§ Text passage
........

We then set off back to KK, this time I was in the other, far more sensibly driven four-wheel-drive, and thus was able to read and reflect on the journey home. Close to home, the mists of Mount Kinabalu descended upon the road, and my uncle turned on the headlights. That night, it was back to Shenanigans for the same cover band's stirring rendition of "Y'all Gonna Make Me Lose My Mind" by DMX. The bipolarism of Malaysia's urban-rural gap had never sounded more incongruous.

On Qingming and Family

I am the son of a Malaysian Hakka metallurgist who stepped through the cracks of a bipolar world, from the humble poverty of his kampong home and into the opportunity and upward mobility afforded by the progressive politics and anti-colonial sentiment of 1970s Australasia. In turn, he is the son of a fatherless farmer, who escaped the abject poverty of early 20th Century China and—as a teenager—entered into a binding three-year term as an indentured laborer for the British, tapping rubber at a plantation in North Borneo in exchange for a boat ride to a better life.

I knew this man as “Gong-gong,” or grandfather, in my occasional face-to-face encounters with him as a child. Taking month-long breaks from the school holiday centres my working parents would drop me off at during those dry, hot Australian summers, my brother and I would whinge and whine our way through the grime and humidity of the Third World, my parents winning brief respite by shoving KFC or Cornetto ice creams into our ever-insolent mouths. Being ignorantly assimilationist, “White-culture-is-better” children, we made no effort to learn either Mandarin or the local Hakka dialect, thus leaving our myriad cousins the privilege of attempting to communicate with we high-and-mighty Australians in the 4th language English they learnt in grade school.

I never exchanged a single sentence of conversation with my grandfather, who was illiterate and did not acquire Malay, let alone the tongue of his white colonial masters. He did, however, willfully weather my then five-year-old brother’s gleeful assault by water pistol, much to my parents’ chagrin. And once, when he was already into the 10th decade of his life, I recall him slowly climbing the steep set of stairs in the creaky two-story home that he built with his own hands in order to call me to dinner. My most vivid memories of Gong-Gong involve him rocking in his chair, contentedly watching as his thirteen children and dozens of grandchildren puttered by as he rolled tobacco, crossed legs swaying gently.

These are the bridges I attempt to cross in returning to Borneo and its dilapidated, stagnant ways for Qingming. Utterly crippled by my inability to comprehend nor articulate, I sit at the table as my father and his siblings play catch up, exchanging gossip and stories of the West over Chinese tea and cans of Tiger beer. Hakka, which passes unruffled through my monolingual brain, sounds like a courser, more rural Mandarin (Sentences ring with suffixes like “num,” “phat,” and “sit”) and has a surprisingly potent hypnosis effect. I find myself zoning out, before subsequently passing out (work colleagues, Nikki, may not find this surprising!), before being tapped back to consciousness when it is time to leave. At once frustrating and boredom-inducing, my linguistic incompetence makes the process of reconnecting with my roots—those curious, meta-historical pieces of immigrant make-up which hover in the sub-conscious, always resisting one’s subjugating tendencies—an exercise comprised largely of inferrence and abstraction.

........

§ Recorded data
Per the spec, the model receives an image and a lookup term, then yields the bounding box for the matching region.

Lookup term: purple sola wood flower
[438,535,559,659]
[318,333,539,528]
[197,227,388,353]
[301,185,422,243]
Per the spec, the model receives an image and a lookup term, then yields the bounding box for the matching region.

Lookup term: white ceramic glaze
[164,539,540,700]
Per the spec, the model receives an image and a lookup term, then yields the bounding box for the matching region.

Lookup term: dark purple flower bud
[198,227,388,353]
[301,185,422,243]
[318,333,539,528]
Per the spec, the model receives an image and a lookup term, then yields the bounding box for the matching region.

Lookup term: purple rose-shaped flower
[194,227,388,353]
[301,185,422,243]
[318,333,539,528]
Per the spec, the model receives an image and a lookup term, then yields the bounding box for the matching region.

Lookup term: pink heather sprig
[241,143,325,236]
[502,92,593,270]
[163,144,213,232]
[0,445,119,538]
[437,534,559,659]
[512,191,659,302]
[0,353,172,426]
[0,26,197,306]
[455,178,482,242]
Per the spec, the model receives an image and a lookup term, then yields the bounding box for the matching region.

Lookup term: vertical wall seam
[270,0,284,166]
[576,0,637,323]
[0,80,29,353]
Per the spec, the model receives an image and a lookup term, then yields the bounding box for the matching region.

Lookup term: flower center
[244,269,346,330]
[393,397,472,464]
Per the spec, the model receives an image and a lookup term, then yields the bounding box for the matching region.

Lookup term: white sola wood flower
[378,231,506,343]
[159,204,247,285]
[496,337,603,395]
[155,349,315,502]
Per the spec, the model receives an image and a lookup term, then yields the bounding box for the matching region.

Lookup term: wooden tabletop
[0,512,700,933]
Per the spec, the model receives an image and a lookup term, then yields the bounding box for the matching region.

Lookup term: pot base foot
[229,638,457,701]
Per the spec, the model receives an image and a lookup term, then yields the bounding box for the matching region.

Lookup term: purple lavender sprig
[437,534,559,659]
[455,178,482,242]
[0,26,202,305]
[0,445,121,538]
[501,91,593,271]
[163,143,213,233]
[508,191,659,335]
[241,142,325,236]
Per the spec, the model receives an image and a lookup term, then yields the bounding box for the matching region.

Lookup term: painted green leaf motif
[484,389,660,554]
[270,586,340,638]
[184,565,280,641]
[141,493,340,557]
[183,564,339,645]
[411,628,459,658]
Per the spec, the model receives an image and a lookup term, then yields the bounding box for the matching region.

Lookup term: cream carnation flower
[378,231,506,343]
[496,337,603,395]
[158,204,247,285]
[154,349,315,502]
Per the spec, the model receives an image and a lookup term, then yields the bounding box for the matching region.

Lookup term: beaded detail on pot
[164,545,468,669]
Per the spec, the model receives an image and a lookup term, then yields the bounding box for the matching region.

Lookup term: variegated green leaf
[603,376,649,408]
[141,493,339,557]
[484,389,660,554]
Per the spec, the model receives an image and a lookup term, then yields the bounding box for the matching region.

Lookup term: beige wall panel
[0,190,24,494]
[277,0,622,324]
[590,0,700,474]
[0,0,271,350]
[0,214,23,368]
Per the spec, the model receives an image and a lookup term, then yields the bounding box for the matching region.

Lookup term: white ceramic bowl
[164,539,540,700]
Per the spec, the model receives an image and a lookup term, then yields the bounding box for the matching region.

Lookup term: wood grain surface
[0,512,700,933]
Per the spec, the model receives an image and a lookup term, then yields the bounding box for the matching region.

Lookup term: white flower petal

........

§ Exercise set
- a) Please write out the passage on Qingming and family word for word, starting at "I am the son" and ending at "a better life.".
- b) Carry on the passage on Qingming and family, picking up right after its last sentence.

§ Answers to the exercise
- a)
I am the son of a Malaysian Hakka metallurgist who stepped through the cracks of a bipolar world, from the humble poverty of his kampong home and into the opportunity and upward mobility afforded by the progressive politics and anti-colonial sentiment of 1970s Australasia. In turn, he is the son of a fatherless farmer, who escaped the abject poverty of early 20th Century China and—as a teenager—entered into a binding three-year term as an indentured laborer for the British, tapping rubber at a plantation in North Borneo in exchange for a boat ride to a better life.

- b)
A few days ago, we journeyed to my grandparents’ grave in a humble Chinese cemetery a few miles from the Hiew clan estate. It is built straight into the steep hillside for feng shui, the tombs surrounded dramatically by the voracious, tropical Borneo jungle which often seems to swallow up its inhabitants’ clearings. After greeting the caretakers and praying to the Protector God who oversees the dead, we walked around the hill to my grandparents’ graves. They lie side by side, their tombstones reading “Chinese Public Cemetery: Guanxi, Hiew Nee” and “Bao On, Kwangtung, Nyam Choi Yu” respectively, providing only place of birth and name for identification purposes. Each of us symbolically swept clean both cement graves with the palm leaves my cousin had cut down from our back yard earlier, then laid down food and drink as offerings. Oranges and apples, a couple of whole boiled chickens, peanuts and biscuits, rice wine and soy milk – a glance around the cemetery proffered similar scenes as numerous other Chinese families went about their business. Aunt Moi-Yun handed me a bundle of joss sticks as my father provided guidance: “Bow three times to Gong-Gong and place three sticks in the dirt in front of him. Do the same thing for Po-Po.”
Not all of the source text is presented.